__The request__.
Return every line of the records below that contains the word "occurrence". Case matters.
-------- Extracted records --------
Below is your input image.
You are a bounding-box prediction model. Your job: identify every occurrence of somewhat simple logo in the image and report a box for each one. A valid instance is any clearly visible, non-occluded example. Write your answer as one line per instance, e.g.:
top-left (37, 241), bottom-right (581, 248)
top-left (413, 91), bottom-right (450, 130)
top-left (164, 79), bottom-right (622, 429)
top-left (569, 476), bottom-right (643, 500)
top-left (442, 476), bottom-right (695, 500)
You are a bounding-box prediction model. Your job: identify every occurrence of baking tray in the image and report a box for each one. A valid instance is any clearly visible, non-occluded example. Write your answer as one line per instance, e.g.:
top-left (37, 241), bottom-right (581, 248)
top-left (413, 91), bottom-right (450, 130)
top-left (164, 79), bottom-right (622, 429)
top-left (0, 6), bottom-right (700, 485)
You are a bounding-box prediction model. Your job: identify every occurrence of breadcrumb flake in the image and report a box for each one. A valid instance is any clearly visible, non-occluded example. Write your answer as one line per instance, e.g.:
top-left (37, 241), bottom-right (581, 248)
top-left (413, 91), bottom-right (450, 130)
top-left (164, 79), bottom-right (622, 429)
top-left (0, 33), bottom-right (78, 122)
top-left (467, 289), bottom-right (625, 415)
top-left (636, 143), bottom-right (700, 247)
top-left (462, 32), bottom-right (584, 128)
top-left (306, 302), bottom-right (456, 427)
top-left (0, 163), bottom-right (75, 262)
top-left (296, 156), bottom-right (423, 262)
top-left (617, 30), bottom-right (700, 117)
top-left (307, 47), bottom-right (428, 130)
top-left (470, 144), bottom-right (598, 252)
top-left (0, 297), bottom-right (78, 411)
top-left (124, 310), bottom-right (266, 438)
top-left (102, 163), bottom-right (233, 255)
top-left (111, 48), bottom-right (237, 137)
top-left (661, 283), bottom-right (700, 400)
--------
__Response to the task__.
You are a bounding-box prediction model. Your job: identify every occurrence of somewhat simple logo in the image and report a box for each one. A valid instance is any clearly visible, non-occluded example. Write your answer as one line per instance, e.g.:
You are a bounding-box prediction model. Your job: identify every occurrence of baking tray in the image and report a box for each one. A valid instance is any clearly visible, non-occluded example. Write your answer as one line per instance, e.g.:
You are a bounding-box prediction model. Your job: identify every occurrence of breadcrumb flake in the image and report a box for each one. A valid instance is any clearly visible, non-occluded example. Write your answer as one line per instance, e.g.:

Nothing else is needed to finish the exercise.